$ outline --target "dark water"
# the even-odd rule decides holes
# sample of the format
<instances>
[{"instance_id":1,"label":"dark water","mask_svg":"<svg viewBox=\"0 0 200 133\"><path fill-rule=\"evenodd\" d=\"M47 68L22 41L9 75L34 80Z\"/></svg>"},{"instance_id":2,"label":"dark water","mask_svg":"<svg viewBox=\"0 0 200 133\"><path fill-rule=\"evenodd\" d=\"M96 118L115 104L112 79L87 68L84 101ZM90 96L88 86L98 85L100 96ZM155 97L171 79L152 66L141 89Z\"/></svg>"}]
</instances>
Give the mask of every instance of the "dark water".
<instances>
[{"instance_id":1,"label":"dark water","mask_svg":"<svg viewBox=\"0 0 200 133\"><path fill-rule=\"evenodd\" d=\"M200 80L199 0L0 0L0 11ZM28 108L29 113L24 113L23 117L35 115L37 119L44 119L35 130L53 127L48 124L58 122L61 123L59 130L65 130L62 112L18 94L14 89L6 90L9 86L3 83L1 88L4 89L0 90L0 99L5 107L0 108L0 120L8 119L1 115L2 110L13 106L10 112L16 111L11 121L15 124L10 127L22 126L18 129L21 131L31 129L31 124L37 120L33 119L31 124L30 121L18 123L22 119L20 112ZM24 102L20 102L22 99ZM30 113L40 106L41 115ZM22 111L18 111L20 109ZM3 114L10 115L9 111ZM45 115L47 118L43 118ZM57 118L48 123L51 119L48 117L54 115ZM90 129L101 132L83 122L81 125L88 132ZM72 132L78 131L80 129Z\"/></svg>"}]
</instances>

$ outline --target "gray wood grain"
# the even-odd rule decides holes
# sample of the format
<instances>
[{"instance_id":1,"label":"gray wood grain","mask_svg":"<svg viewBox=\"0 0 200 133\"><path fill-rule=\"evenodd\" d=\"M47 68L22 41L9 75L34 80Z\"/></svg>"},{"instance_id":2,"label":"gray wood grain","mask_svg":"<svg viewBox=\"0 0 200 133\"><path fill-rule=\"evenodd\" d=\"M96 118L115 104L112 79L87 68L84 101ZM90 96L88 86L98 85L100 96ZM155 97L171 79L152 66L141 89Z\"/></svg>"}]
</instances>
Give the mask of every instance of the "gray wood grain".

■ ■ ■

*The task*
Each line above is to be repeated exactly.

*Solution for this exercise*
$ outline --target "dark water"
# the even-odd rule decides holes
# sample of the format
<instances>
[{"instance_id":1,"label":"dark water","mask_svg":"<svg viewBox=\"0 0 200 133\"><path fill-rule=\"evenodd\" d=\"M47 68L22 41L9 75L34 80Z\"/></svg>"},{"instance_id":2,"label":"dark water","mask_svg":"<svg viewBox=\"0 0 200 133\"><path fill-rule=\"evenodd\" d=\"M96 118L115 104L112 79L87 68L84 101ZM90 96L88 86L98 85L100 96ZM155 97L171 79L152 66L141 89Z\"/></svg>"}]
</instances>
Give the mask of every instance of the "dark water".
<instances>
[{"instance_id":1,"label":"dark water","mask_svg":"<svg viewBox=\"0 0 200 133\"><path fill-rule=\"evenodd\" d=\"M200 80L199 0L0 0L0 11ZM28 108L29 113L24 113L23 117L35 115L37 119L44 119L35 130L53 127L48 124L58 122L61 123L59 130L65 130L62 112L18 94L14 89L6 90L9 86L3 83L1 88L4 89L0 90L0 99L5 107L0 108L0 120L8 119L1 115L2 110L13 106L10 112L16 111L11 121L15 124L10 127L22 126L18 129L21 131L31 129L31 124L37 120L33 119L31 124L30 121L18 123L22 119L20 112ZM24 102L20 102L22 99ZM30 113L40 106L41 115ZM22 111L18 111L20 109ZM3 114L10 115L9 111ZM45 115L47 118L43 118ZM57 118L48 123L51 119L48 117L54 115ZM90 129L101 132L83 122L81 125L88 132ZM72 132L78 131L80 129Z\"/></svg>"}]
</instances>

$ outline --target "gray wood grain"
# the even-odd rule decides holes
# sample of the format
<instances>
[{"instance_id":1,"label":"gray wood grain","mask_svg":"<svg viewBox=\"0 0 200 133\"><path fill-rule=\"evenodd\" d=\"M47 68L22 41L9 75L34 80Z\"/></svg>"},{"instance_id":2,"label":"gray wood grain","mask_svg":"<svg viewBox=\"0 0 200 133\"><path fill-rule=\"evenodd\" d=\"M96 118L115 104L112 79L87 68L84 101ZM90 96L88 86L98 85L100 96ZM155 97L171 79L152 66L141 89Z\"/></svg>"}]
</instances>
Give the mask of every instance of the "gray wood grain".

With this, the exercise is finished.